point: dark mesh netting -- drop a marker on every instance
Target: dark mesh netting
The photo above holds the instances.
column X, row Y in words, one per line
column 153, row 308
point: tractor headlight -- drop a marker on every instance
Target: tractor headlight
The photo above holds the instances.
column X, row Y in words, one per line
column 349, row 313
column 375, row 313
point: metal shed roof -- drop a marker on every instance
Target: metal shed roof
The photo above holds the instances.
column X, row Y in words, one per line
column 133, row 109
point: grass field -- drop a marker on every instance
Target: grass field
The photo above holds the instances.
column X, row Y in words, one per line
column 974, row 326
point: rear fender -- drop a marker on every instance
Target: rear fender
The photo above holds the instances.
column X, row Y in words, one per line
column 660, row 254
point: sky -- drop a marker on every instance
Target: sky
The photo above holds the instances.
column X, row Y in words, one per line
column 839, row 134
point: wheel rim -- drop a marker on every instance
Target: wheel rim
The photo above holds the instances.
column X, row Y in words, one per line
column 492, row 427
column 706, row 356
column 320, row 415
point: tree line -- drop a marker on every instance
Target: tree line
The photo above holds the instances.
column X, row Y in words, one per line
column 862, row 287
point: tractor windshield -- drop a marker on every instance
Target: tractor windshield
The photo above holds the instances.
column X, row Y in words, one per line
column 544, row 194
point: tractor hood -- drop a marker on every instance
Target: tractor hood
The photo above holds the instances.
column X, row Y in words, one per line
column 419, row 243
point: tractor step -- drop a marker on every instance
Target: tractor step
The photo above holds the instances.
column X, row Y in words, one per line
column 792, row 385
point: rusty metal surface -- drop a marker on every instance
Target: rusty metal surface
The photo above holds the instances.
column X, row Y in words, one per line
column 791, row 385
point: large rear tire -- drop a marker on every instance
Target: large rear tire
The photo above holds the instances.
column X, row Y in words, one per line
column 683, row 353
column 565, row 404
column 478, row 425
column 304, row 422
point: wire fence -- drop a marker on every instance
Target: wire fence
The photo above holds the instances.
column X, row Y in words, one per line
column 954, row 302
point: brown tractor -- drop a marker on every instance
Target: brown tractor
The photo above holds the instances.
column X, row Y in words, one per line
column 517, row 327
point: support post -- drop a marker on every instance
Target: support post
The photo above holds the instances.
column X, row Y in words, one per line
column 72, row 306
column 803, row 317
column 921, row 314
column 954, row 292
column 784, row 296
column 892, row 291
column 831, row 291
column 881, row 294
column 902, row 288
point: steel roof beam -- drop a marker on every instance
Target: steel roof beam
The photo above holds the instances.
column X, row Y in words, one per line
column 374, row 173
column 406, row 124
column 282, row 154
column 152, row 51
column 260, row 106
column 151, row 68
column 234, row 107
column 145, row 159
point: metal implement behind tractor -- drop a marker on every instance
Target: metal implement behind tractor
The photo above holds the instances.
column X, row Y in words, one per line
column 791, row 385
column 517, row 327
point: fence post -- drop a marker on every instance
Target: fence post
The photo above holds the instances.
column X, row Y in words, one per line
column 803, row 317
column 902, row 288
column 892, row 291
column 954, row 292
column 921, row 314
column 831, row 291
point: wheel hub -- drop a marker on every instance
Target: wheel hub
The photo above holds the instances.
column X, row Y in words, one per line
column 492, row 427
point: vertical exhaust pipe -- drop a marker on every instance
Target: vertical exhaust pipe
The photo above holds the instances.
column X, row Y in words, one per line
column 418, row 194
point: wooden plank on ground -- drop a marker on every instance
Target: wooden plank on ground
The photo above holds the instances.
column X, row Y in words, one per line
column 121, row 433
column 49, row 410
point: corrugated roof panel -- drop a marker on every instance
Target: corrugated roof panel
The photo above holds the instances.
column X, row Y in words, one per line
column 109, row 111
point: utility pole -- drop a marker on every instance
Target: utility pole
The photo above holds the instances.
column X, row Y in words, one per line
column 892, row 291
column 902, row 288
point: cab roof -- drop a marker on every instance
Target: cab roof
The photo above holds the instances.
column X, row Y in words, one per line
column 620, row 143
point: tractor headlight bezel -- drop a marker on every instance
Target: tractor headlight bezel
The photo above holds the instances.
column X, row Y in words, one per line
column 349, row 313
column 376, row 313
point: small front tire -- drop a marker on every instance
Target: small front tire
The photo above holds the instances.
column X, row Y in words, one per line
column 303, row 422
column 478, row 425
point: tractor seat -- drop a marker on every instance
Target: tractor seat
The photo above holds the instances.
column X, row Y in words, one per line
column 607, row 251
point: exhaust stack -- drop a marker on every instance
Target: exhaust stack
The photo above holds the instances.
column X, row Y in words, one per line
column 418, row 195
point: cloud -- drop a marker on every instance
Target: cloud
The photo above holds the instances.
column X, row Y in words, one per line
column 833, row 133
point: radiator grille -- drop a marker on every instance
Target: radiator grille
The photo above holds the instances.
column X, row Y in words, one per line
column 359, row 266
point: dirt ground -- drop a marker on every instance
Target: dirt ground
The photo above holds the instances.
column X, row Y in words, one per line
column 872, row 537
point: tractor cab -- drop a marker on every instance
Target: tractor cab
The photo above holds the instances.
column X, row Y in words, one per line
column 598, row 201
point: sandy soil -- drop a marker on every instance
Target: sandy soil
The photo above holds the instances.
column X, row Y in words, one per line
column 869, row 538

· · ·

• **TASK STATEMENT**:
The answer must be a single number: how many lines above contain the word "mesh".

• **ANSWER BELOW**:
2